> **Problem to solve**:
Show all lines of the entries in which the word "blonde" is found.

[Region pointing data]

++++++

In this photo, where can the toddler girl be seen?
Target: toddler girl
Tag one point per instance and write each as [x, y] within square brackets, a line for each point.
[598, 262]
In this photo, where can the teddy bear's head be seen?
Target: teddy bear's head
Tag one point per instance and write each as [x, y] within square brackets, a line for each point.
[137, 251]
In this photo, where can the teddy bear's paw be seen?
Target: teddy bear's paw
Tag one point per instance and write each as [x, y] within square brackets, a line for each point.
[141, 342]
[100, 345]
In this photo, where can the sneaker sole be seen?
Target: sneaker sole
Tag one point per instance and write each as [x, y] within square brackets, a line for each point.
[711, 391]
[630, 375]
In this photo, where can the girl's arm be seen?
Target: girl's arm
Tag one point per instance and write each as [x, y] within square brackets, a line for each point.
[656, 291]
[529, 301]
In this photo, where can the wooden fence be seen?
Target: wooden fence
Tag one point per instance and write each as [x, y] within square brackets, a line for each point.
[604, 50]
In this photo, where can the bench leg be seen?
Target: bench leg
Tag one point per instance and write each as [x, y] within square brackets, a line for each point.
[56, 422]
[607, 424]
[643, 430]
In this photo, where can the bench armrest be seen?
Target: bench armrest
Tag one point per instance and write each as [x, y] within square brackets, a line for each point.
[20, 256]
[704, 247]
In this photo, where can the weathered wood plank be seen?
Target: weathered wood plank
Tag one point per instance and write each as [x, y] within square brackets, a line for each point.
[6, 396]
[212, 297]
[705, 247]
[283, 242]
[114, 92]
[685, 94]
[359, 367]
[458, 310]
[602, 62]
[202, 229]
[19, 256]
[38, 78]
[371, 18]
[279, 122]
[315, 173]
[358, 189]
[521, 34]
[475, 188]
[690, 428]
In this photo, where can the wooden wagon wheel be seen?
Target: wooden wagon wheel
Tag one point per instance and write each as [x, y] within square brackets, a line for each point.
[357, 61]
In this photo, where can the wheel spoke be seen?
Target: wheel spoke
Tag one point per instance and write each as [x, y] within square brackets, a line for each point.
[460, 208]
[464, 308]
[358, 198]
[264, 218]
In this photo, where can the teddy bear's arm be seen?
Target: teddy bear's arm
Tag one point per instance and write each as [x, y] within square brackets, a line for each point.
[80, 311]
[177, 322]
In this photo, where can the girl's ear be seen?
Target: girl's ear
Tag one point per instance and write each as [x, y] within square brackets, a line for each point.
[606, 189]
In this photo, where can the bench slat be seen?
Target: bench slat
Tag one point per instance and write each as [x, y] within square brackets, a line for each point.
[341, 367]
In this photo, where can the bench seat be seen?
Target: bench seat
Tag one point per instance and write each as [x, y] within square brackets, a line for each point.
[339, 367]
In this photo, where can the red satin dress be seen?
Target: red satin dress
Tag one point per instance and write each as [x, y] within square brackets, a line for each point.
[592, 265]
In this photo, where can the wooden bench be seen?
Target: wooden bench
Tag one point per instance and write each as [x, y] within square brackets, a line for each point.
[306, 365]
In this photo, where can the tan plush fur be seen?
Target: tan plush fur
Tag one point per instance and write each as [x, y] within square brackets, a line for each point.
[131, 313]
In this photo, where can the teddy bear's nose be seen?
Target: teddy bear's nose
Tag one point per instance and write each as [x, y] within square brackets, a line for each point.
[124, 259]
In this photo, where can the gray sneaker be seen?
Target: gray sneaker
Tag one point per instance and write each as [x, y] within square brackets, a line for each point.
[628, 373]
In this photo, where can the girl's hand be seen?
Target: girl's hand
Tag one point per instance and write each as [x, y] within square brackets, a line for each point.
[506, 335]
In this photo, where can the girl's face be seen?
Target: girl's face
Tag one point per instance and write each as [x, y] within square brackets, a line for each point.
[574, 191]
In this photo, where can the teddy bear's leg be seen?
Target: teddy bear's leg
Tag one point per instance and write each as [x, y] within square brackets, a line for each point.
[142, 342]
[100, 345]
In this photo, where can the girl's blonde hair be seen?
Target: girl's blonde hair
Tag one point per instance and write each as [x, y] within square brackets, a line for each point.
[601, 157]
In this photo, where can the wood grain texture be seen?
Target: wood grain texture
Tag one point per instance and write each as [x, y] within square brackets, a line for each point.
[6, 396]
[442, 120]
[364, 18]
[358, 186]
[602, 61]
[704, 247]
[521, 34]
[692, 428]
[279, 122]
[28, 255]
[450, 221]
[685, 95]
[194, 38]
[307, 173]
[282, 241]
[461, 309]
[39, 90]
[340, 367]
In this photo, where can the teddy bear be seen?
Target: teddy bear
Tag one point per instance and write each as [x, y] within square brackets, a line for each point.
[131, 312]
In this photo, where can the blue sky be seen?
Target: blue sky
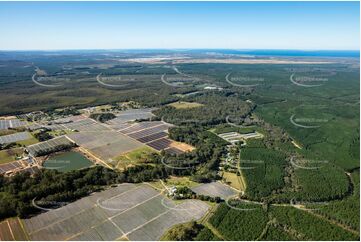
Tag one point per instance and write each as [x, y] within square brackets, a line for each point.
[129, 25]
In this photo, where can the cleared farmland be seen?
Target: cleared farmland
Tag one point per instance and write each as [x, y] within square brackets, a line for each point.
[11, 123]
[105, 144]
[214, 189]
[127, 211]
[130, 115]
[14, 137]
[10, 166]
[48, 145]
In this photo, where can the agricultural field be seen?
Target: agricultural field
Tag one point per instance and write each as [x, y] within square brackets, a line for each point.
[11, 123]
[10, 154]
[293, 176]
[127, 211]
[233, 180]
[105, 144]
[67, 161]
[49, 146]
[214, 189]
[132, 158]
[185, 105]
[12, 138]
[12, 229]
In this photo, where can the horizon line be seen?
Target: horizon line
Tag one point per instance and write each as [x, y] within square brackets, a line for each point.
[174, 49]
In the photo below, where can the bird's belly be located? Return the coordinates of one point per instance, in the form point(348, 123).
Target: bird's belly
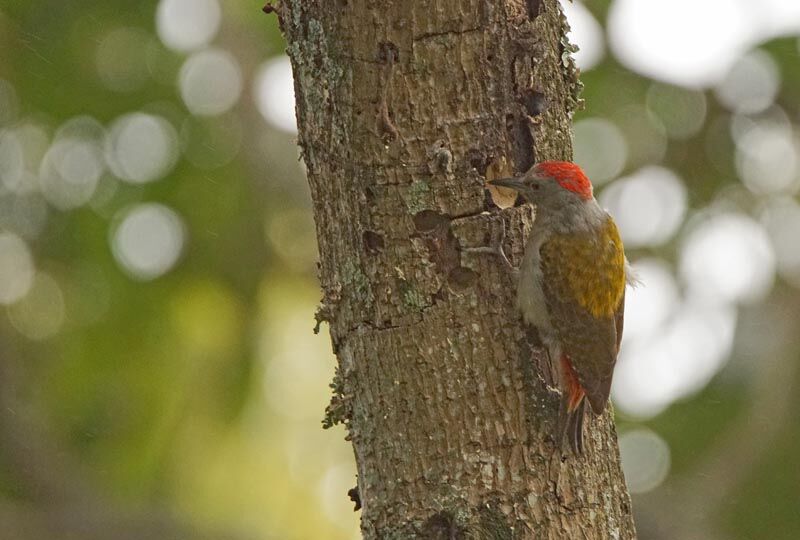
point(530, 296)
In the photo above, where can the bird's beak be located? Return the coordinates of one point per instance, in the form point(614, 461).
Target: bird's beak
point(513, 183)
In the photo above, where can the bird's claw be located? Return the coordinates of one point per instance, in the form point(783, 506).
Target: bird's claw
point(495, 248)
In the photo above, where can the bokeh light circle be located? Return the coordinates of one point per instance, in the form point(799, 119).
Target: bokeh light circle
point(648, 206)
point(728, 258)
point(751, 84)
point(40, 314)
point(683, 42)
point(600, 149)
point(645, 459)
point(274, 92)
point(184, 25)
point(210, 82)
point(148, 240)
point(141, 147)
point(16, 268)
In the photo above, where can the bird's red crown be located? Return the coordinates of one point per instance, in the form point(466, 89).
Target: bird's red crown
point(568, 175)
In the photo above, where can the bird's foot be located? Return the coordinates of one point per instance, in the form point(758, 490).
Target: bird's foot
point(494, 248)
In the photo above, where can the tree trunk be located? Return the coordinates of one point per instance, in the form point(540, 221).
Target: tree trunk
point(403, 109)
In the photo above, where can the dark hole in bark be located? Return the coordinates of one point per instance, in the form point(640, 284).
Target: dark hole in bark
point(477, 160)
point(461, 278)
point(428, 221)
point(355, 496)
point(535, 102)
point(520, 134)
point(442, 526)
point(388, 52)
point(534, 6)
point(373, 242)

++++++

> **Final answer**:
In this photo, where can the girl's blonde hair be seen?
Target: girl's blonde hair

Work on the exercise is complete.